• _Task inputs_
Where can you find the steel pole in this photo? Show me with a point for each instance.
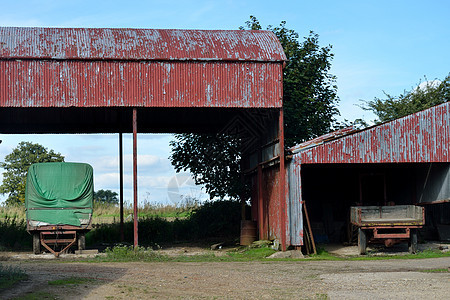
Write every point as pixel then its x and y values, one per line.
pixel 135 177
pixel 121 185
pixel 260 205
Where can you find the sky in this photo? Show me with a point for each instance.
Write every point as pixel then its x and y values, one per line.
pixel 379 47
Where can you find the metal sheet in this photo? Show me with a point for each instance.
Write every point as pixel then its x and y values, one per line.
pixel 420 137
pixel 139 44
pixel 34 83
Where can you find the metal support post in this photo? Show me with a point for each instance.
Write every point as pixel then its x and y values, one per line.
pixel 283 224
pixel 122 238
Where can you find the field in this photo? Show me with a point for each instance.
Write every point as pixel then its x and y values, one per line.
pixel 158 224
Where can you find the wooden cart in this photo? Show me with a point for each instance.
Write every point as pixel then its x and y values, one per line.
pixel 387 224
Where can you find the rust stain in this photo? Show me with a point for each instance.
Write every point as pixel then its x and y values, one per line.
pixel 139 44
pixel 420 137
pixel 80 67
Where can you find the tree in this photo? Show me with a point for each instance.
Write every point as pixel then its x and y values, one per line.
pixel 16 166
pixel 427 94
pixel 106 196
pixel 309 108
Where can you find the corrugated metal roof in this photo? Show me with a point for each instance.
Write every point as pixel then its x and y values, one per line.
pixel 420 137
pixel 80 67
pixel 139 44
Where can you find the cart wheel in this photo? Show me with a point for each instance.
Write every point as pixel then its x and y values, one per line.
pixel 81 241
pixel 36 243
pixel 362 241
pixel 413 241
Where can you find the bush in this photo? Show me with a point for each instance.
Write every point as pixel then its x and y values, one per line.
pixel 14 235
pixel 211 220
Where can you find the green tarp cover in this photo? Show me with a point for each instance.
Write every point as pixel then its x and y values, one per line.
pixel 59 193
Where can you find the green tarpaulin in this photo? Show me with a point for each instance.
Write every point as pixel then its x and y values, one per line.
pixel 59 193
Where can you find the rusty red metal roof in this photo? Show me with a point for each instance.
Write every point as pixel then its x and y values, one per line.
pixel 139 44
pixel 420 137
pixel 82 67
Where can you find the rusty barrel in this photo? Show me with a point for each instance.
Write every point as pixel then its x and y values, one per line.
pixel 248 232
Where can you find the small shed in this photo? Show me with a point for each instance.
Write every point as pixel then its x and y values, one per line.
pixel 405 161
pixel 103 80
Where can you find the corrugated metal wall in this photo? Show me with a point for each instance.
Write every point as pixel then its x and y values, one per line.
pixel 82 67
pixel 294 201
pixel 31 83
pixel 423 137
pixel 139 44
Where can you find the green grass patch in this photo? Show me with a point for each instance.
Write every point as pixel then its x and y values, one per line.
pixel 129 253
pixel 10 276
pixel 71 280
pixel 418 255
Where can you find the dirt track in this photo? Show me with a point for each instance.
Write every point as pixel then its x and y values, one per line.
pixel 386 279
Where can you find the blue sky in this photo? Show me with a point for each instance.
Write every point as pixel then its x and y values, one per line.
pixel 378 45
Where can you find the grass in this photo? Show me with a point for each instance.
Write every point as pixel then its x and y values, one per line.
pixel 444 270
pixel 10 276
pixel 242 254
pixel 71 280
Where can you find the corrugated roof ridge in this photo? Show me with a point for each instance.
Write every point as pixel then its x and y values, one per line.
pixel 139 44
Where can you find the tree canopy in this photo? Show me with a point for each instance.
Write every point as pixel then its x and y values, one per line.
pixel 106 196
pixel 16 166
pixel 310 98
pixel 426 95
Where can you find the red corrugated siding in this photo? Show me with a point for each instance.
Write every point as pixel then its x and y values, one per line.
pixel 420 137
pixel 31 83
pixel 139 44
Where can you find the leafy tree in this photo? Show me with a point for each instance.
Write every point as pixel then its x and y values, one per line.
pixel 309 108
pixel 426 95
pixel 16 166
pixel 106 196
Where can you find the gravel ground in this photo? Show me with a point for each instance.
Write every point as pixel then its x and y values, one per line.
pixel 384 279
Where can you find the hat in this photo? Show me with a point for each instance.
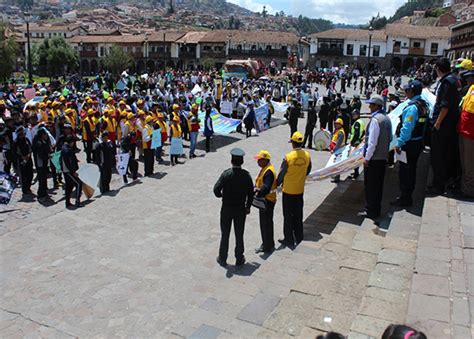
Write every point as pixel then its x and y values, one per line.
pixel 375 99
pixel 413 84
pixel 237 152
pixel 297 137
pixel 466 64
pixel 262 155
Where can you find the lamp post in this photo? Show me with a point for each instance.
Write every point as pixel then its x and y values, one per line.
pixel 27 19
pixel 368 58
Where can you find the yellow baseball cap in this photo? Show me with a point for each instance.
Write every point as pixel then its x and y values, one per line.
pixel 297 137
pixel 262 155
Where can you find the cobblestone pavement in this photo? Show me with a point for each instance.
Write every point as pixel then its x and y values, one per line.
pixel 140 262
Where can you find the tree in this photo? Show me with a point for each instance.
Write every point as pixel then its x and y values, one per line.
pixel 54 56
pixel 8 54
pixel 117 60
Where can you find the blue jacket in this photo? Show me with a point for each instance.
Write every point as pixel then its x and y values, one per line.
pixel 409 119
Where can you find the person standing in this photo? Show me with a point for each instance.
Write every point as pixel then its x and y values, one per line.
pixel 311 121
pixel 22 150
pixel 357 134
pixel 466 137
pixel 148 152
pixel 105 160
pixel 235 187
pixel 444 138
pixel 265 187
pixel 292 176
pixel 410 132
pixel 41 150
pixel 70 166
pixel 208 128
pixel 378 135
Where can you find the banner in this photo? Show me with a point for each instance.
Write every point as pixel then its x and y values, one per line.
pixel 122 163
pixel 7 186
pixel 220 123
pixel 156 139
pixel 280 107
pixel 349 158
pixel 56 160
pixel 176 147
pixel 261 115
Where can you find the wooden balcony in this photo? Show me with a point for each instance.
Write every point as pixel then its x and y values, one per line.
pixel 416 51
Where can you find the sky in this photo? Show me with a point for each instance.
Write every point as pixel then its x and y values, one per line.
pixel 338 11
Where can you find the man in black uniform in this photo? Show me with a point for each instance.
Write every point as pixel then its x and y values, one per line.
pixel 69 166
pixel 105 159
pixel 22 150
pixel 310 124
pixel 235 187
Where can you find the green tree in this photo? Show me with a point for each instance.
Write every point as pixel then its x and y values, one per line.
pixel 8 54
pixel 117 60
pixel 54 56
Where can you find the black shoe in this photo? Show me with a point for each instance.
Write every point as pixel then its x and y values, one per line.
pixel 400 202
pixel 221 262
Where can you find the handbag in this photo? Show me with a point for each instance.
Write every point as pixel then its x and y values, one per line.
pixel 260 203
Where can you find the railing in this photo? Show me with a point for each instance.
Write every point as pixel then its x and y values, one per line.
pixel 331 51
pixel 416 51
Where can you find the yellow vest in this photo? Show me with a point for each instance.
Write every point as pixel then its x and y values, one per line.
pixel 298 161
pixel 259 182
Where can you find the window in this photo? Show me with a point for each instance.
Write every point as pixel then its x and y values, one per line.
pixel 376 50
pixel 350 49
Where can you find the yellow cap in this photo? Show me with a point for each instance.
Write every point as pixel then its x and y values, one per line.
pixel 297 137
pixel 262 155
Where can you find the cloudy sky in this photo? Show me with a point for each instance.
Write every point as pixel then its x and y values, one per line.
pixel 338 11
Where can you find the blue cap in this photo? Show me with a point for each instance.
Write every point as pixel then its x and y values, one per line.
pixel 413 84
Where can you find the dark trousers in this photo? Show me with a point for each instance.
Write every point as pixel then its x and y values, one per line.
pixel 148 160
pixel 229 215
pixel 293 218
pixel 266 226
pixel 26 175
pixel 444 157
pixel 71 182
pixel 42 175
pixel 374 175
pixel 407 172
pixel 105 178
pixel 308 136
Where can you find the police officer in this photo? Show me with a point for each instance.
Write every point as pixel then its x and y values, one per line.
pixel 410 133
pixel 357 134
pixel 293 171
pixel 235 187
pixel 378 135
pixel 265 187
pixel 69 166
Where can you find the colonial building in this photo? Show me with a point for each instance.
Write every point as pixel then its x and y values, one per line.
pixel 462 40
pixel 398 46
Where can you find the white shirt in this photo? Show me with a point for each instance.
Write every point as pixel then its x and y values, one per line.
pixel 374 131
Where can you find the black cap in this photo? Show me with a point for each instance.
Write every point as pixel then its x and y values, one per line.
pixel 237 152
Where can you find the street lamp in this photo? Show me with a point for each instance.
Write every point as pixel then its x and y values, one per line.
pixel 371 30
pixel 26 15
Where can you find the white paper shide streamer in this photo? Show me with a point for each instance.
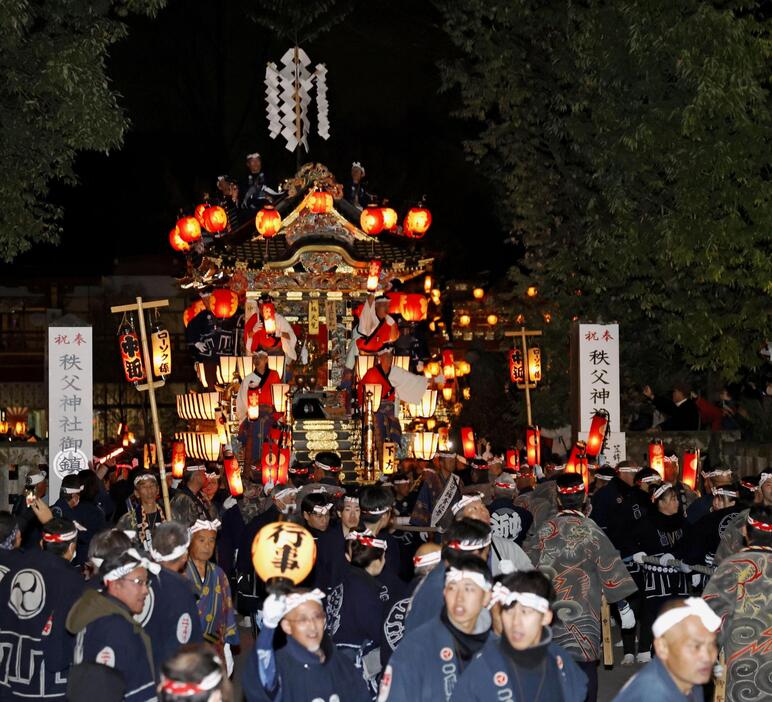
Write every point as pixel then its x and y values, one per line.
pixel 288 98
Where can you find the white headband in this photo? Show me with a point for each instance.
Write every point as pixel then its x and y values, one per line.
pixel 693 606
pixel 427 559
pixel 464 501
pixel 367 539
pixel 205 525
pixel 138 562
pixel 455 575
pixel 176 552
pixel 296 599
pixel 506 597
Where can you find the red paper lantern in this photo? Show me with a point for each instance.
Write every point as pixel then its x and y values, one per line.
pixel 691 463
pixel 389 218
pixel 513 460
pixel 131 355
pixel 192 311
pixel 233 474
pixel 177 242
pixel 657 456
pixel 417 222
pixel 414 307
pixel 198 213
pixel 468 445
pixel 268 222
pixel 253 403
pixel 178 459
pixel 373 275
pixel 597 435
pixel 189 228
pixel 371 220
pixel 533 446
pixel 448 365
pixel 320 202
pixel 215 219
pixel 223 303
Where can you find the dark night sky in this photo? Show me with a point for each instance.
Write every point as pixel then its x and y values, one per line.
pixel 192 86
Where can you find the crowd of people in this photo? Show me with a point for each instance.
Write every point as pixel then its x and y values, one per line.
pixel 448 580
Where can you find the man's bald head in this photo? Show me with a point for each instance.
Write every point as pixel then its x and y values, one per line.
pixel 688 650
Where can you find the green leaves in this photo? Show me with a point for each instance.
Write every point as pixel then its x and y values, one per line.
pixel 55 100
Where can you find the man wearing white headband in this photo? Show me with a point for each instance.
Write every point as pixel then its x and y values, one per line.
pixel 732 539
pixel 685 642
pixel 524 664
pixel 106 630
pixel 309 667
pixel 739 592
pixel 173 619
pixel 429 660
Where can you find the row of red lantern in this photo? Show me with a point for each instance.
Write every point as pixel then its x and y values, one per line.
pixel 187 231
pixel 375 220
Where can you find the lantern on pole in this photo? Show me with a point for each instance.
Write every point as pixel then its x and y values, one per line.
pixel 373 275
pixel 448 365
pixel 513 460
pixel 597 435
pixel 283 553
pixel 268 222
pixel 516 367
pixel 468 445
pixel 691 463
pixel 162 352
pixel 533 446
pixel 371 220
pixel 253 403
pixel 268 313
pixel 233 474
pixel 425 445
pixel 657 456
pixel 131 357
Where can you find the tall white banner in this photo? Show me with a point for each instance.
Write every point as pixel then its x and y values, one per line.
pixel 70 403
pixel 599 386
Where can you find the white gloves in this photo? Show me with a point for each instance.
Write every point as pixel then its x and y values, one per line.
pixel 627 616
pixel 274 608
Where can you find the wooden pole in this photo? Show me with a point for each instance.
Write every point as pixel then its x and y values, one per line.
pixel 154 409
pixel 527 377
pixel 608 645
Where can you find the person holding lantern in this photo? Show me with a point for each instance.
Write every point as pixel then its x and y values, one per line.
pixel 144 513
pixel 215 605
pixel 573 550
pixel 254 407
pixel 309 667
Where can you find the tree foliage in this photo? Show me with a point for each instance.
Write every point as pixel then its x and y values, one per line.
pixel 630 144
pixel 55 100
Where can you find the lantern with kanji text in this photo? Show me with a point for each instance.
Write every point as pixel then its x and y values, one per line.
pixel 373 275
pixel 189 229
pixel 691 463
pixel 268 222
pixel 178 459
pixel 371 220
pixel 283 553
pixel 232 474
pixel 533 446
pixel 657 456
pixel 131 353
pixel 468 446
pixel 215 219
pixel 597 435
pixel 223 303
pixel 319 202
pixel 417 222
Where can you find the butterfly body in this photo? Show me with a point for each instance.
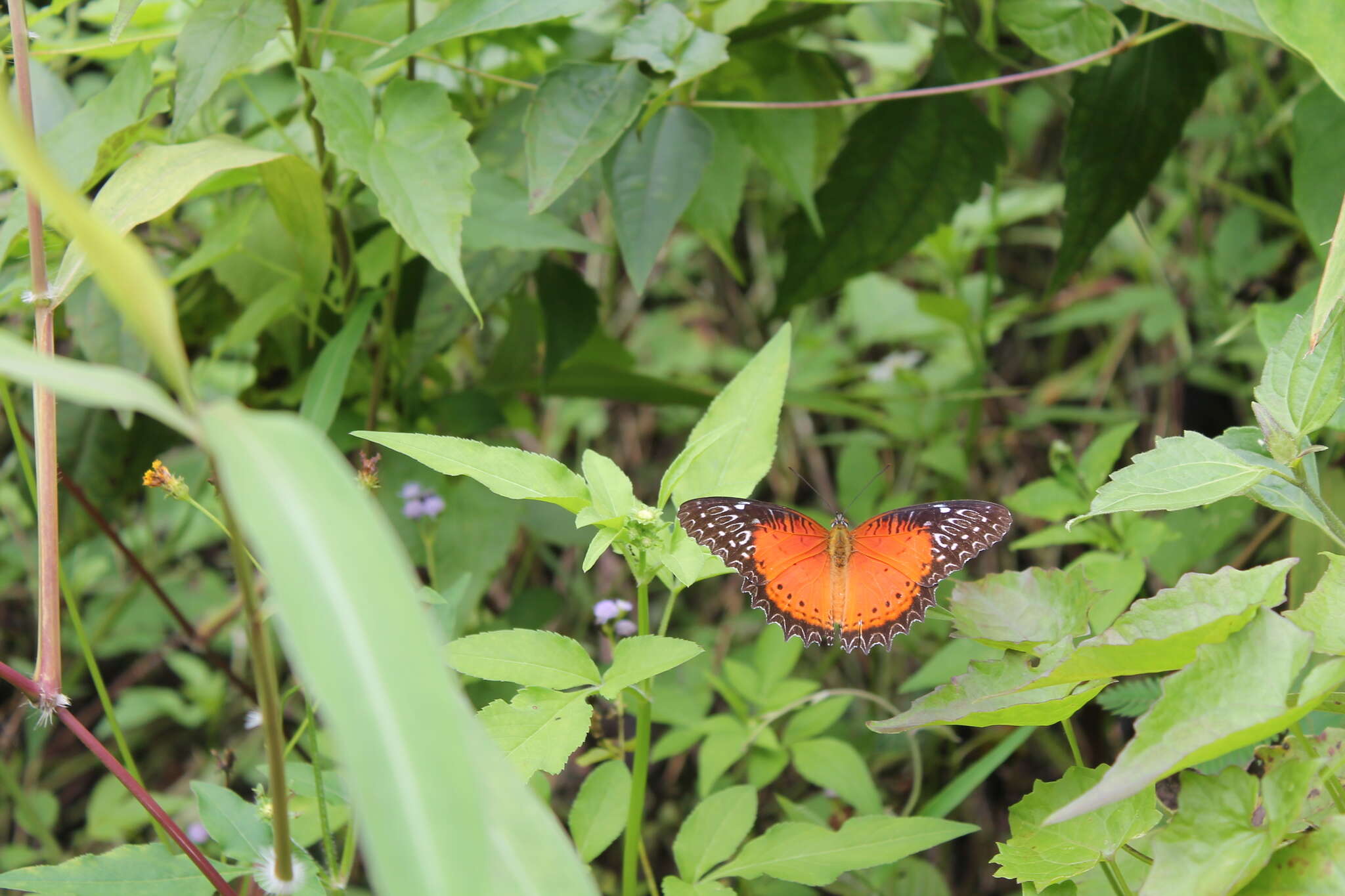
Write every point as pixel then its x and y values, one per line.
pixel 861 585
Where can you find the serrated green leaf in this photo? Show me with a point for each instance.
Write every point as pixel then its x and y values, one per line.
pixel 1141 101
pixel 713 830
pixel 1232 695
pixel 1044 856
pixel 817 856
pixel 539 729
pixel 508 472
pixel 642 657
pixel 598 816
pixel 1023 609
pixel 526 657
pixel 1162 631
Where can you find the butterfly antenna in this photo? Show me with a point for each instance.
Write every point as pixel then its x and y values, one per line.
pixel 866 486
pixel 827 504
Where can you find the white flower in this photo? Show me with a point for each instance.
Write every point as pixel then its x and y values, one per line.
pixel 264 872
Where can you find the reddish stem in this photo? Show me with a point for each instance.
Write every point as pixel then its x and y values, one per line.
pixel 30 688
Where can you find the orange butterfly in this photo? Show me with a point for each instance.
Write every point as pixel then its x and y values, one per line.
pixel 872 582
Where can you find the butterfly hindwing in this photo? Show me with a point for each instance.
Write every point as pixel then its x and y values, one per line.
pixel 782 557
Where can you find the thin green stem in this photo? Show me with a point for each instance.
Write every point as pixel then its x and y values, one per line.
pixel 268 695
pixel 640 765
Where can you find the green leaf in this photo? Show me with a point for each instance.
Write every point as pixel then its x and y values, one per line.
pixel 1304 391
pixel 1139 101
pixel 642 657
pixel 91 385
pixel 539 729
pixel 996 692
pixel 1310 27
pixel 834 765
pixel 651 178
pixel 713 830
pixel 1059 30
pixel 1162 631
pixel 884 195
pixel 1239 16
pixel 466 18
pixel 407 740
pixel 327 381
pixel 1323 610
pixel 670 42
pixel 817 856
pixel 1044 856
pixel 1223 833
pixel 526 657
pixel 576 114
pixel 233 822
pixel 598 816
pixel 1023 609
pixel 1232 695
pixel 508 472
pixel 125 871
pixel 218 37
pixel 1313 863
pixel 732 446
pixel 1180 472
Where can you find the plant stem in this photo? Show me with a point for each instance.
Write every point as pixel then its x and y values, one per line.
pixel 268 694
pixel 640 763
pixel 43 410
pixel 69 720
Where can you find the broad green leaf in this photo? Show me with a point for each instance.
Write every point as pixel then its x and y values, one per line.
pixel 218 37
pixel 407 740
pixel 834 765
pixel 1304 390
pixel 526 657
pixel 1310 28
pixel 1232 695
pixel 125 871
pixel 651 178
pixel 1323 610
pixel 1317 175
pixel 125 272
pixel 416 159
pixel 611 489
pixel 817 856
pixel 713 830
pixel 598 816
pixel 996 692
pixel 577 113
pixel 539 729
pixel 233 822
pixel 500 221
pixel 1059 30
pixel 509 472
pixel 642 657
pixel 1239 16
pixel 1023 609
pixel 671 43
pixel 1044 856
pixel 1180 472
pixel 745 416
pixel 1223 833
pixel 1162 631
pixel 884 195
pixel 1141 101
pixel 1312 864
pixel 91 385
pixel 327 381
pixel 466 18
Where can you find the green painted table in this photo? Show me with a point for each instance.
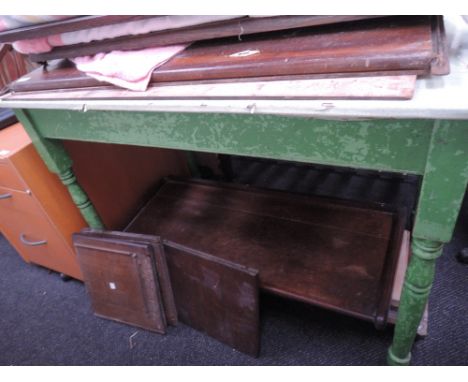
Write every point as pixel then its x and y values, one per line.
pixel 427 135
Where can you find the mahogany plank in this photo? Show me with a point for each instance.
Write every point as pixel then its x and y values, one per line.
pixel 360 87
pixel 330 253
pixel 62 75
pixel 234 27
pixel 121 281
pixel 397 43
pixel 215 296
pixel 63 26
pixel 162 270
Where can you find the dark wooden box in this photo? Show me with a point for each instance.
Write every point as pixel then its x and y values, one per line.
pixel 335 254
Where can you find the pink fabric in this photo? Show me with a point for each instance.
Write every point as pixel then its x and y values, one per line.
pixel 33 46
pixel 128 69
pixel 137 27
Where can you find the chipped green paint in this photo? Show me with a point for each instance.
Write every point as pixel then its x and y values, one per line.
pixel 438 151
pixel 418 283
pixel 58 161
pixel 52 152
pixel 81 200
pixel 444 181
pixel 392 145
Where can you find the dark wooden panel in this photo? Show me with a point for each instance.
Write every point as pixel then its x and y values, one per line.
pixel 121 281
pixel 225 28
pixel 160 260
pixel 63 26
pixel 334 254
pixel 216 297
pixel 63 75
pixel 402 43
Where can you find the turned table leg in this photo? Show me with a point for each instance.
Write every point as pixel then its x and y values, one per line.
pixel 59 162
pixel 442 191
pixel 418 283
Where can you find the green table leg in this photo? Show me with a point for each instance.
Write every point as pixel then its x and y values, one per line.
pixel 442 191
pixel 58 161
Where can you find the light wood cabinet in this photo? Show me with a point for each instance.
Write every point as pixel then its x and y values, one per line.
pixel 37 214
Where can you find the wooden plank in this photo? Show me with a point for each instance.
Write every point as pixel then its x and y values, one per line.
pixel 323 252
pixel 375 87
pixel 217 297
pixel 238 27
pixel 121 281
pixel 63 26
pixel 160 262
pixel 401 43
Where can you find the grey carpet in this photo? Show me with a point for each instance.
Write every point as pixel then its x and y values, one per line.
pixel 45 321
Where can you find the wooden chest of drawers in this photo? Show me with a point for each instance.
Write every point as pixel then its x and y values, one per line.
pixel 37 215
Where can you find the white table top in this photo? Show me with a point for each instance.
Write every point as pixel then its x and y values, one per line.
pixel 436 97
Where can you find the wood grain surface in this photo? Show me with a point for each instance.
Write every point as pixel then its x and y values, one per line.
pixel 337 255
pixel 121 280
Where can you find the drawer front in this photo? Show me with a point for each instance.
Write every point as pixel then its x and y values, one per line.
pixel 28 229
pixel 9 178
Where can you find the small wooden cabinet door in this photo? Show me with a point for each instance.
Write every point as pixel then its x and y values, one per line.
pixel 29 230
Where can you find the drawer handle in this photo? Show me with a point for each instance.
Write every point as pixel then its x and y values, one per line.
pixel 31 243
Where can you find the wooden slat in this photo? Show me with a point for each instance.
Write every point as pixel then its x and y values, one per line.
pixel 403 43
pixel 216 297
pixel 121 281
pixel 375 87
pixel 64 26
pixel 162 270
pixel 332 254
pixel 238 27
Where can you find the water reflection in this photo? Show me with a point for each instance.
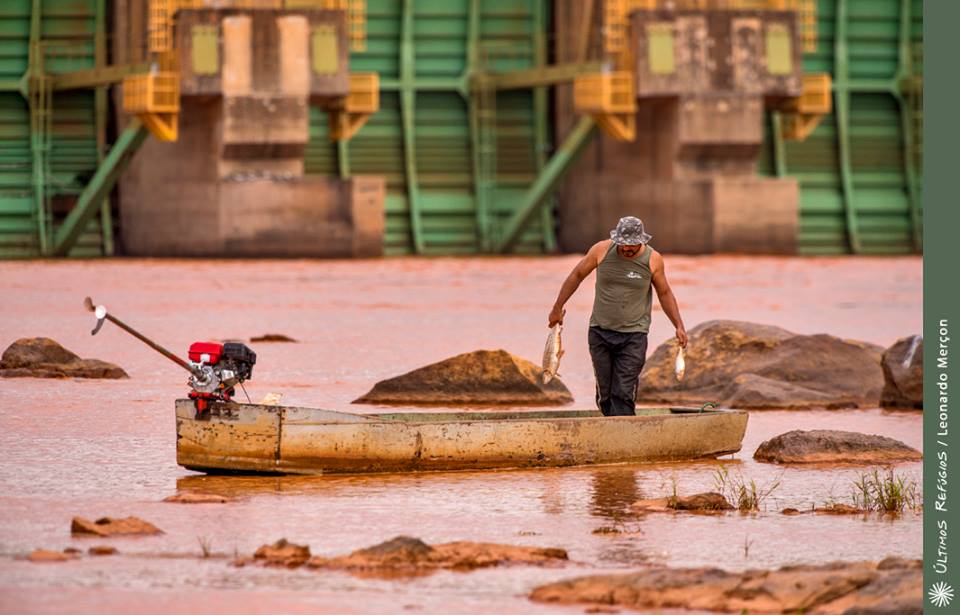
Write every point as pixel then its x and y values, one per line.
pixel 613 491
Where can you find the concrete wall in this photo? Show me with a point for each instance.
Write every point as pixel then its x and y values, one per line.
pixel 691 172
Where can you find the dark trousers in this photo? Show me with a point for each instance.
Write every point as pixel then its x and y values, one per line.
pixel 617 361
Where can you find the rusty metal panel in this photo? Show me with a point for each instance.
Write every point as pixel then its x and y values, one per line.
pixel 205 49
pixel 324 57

• _What to do_
Wherever the word "plank" occurs in a line of the listing, copy that line.

• _Response_
Where can you find the mahogany plank in this photo? Show me with a point for each instance.
Where can you find the wooden plank in this photo? Show me with a point for each instance.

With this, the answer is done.